=== Records supplied ===
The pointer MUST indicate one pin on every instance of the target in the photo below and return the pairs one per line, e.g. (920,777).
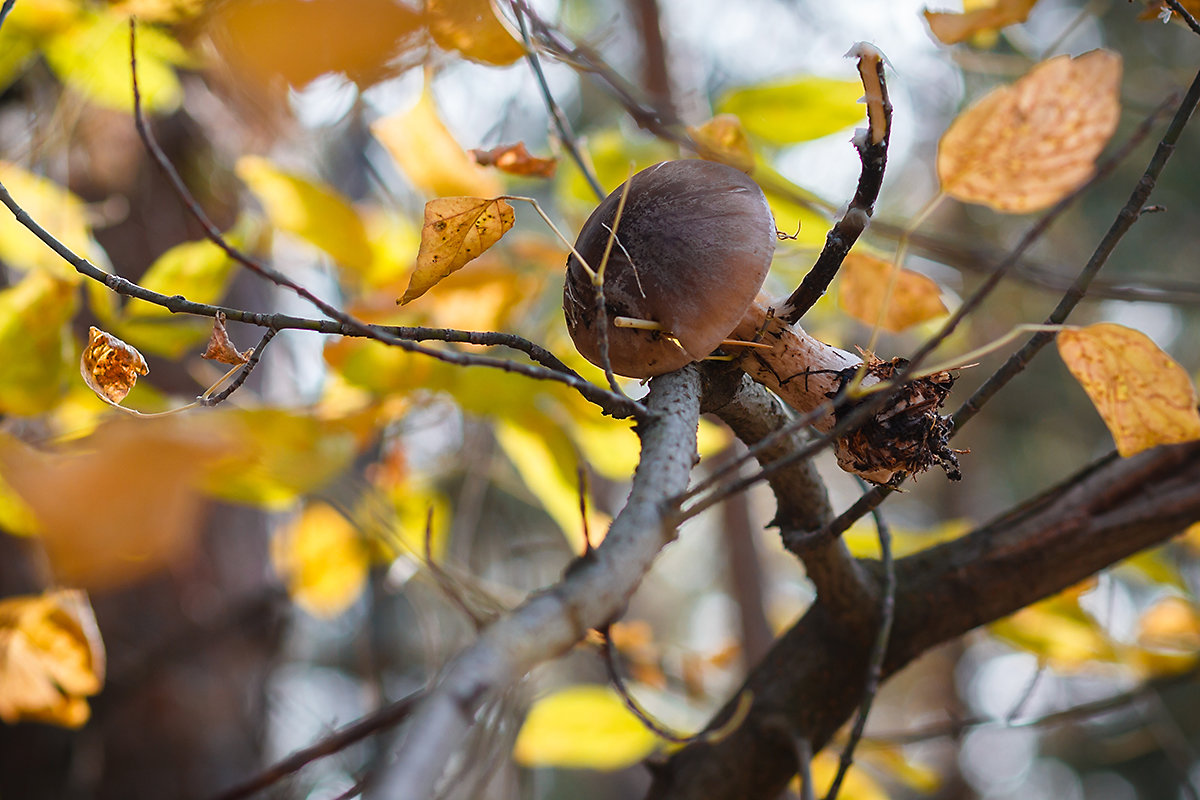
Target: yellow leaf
(863,283)
(51,657)
(133,504)
(429,154)
(1141,394)
(952,28)
(36,342)
(1025,146)
(474,29)
(723,139)
(274,42)
(799,109)
(55,209)
(312,211)
(109,366)
(93,58)
(323,560)
(456,230)
(582,727)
===
Task to complete: Can you copy all the rows above word for word, leaving out any pictures?

Result of this task:
The pointer MUST indicate one pin on every instance of the target in the photo below and return the pairs one per line, e.g. (920,777).
Target: yellow leaf
(863,283)
(51,657)
(133,504)
(429,154)
(1141,394)
(952,28)
(36,342)
(1025,146)
(474,29)
(723,139)
(274,42)
(799,109)
(55,209)
(312,211)
(109,366)
(93,58)
(323,560)
(456,230)
(582,727)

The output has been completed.